### Extracted data
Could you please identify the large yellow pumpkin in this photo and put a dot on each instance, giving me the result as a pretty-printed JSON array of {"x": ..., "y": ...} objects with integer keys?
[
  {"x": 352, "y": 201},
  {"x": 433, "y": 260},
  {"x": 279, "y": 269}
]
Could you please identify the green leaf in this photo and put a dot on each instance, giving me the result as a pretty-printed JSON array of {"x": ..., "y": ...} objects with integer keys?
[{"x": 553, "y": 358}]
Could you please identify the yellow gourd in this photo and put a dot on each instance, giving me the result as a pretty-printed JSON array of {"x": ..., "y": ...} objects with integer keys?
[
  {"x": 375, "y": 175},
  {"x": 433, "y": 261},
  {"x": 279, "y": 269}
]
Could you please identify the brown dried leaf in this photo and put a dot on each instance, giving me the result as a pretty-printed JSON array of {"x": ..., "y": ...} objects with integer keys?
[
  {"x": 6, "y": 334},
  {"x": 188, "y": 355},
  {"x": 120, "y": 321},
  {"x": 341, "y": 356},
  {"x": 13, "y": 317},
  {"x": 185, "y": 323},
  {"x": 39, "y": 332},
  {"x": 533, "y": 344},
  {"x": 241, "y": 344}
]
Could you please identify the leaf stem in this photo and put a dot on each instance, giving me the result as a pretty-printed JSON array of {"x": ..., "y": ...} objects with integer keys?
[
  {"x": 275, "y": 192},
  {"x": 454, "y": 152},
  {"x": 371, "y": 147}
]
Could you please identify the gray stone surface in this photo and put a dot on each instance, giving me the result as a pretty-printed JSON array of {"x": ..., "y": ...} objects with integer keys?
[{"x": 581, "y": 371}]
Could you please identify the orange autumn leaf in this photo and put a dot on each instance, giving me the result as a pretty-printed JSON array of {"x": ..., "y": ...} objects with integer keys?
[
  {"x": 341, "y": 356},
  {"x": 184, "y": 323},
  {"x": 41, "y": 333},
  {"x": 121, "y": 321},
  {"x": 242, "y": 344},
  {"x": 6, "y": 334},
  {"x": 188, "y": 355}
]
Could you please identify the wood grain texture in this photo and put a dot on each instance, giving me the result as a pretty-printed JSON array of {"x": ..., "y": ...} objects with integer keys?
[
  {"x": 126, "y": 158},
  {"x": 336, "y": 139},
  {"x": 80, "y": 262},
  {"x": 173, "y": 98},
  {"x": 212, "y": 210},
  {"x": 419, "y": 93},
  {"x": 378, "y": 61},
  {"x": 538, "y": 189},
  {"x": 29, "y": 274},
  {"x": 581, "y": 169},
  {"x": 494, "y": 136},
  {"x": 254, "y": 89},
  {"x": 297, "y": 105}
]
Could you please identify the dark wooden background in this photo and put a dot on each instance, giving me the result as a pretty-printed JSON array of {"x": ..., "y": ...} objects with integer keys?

### Exercise
Rewrite every one of the records above with "put a dot" changed to "place a marker" and nothing else altered.

### Task result
Could you please identify the large yellow pumpkin in this photo and place a marker on each instance, giving me the result as a pretty-printed JSON array of {"x": ..., "y": ...} objects with integer keys?
[
  {"x": 352, "y": 201},
  {"x": 433, "y": 260},
  {"x": 279, "y": 269}
]
Could you please identify the green leaf in this photo and place a marker on each instance, giving me the result as a pretty-printed JSON array of {"x": ..., "y": ...} objects with integer keys?
[{"x": 553, "y": 358}]
Could you please identify the yellow gourd in this photo and place a marker on each instance, giving me the result as a pretty-printed JSON array of {"x": ..., "y": ...} objects with integer keys?
[
  {"x": 375, "y": 175},
  {"x": 433, "y": 261},
  {"x": 279, "y": 269}
]
Could you please identify the brown dried leaf in this photo and place a marker on each instance, giving me the result as a pretty-printed JSON array of {"x": ..., "y": ...} objects with integer keys?
[
  {"x": 6, "y": 334},
  {"x": 188, "y": 355},
  {"x": 120, "y": 321},
  {"x": 341, "y": 356},
  {"x": 13, "y": 317},
  {"x": 185, "y": 323},
  {"x": 39, "y": 332},
  {"x": 533, "y": 344},
  {"x": 241, "y": 344}
]
Could you please identify the leaf stem in this photo and place a marker on each instance, giving me the result as a pretty-printed JSON array of {"x": ..., "y": ...} objects with integer keys?
[
  {"x": 275, "y": 192},
  {"x": 454, "y": 152},
  {"x": 371, "y": 147}
]
Could you please identify the gray stone surface in this photo and place a marker on each instance, giving me the result as a pretty-printed JSON array of {"x": ..., "y": ...} objects with integer keys?
[{"x": 581, "y": 371}]
Could you please identify the orange autumn leaf in this photo and place a marker on each instance, giving me the result as a pretty-printed JSON array of {"x": ..., "y": ...} objects with integer keys?
[
  {"x": 341, "y": 356},
  {"x": 184, "y": 323},
  {"x": 41, "y": 333},
  {"x": 121, "y": 321},
  {"x": 242, "y": 344},
  {"x": 6, "y": 334},
  {"x": 188, "y": 355}
]
Could you please identify the wood grain texture in this photo and place a marker on each instance, giving me the result as a pretty-printed JSON array of {"x": ..., "y": ...} objects with integer keys?
[
  {"x": 126, "y": 158},
  {"x": 336, "y": 139},
  {"x": 80, "y": 262},
  {"x": 173, "y": 98},
  {"x": 212, "y": 210},
  {"x": 419, "y": 93},
  {"x": 378, "y": 61},
  {"x": 538, "y": 189},
  {"x": 29, "y": 274},
  {"x": 581, "y": 169},
  {"x": 494, "y": 136},
  {"x": 254, "y": 89},
  {"x": 297, "y": 105}
]
Could you please identify the dark wooden background in this photo and place a marker on each instance, giving me the result as a pretty-printed JSON array of {"x": ..., "y": ...} objects with integer keys?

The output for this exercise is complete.